RECORDS TO PROCESS
● ● ● ●

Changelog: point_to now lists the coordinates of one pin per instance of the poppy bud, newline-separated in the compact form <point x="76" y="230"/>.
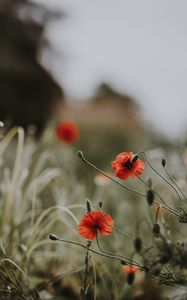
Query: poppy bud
<point x="134" y="158"/>
<point x="88" y="206"/>
<point x="163" y="162"/>
<point x="130" y="278"/>
<point x="80" y="154"/>
<point x="149" y="182"/>
<point x="100" y="204"/>
<point x="150" y="197"/>
<point x="156" y="270"/>
<point x="53" y="237"/>
<point x="138" y="244"/>
<point x="183" y="218"/>
<point x="156" y="230"/>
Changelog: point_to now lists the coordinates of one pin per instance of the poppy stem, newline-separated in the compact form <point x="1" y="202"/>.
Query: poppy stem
<point x="171" y="178"/>
<point x="128" y="236"/>
<point x="80" y="154"/>
<point x="128" y="260"/>
<point x="157" y="213"/>
<point x="172" y="210"/>
<point x="86" y="271"/>
<point x="53" y="237"/>
<point x="159" y="174"/>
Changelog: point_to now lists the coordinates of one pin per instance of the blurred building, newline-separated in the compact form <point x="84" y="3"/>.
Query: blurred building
<point x="108" y="108"/>
<point x="28" y="93"/>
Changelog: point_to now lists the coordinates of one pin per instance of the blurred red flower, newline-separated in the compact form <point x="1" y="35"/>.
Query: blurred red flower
<point x="68" y="132"/>
<point x="95" y="222"/>
<point x="124" y="165"/>
<point x="131" y="269"/>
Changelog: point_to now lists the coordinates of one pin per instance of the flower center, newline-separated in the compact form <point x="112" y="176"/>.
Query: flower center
<point x="128" y="165"/>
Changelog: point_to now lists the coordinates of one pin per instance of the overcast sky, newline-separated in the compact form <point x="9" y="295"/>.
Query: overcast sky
<point x="139" y="46"/>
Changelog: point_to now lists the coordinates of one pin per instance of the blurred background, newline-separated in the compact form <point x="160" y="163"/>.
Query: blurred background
<point x="98" y="50"/>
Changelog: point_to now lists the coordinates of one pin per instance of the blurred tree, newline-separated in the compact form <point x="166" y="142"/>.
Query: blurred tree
<point x="28" y="93"/>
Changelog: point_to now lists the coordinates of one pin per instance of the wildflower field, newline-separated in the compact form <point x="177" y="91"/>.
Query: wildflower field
<point x="113" y="233"/>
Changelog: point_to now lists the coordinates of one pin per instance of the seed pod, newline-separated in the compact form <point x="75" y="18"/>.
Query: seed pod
<point x="150" y="197"/>
<point x="138" y="244"/>
<point x="163" y="162"/>
<point x="130" y="278"/>
<point x="135" y="158"/>
<point x="88" y="206"/>
<point x="156" y="229"/>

● ● ● ●

SHORT EXERCISE
Repeat precisely the lines of the data starting at the one containing "of the wildflower", last line included.

ANSWER TO THE PROBLEM
Changelog: point_to now lists the coordinates of one pin per instance of the wildflower field, newline-separated in the compact form <point x="177" y="91"/>.
Query: wildflower field
<point x="113" y="233"/>
Changelog: point_to now lists the coordinates of one pin per instance of the seed pod, newline-separated in the compact form <point x="75" y="18"/>.
Query: seed pod
<point x="150" y="197"/>
<point x="138" y="244"/>
<point x="163" y="162"/>
<point x="130" y="278"/>
<point x="135" y="158"/>
<point x="88" y="206"/>
<point x="156" y="229"/>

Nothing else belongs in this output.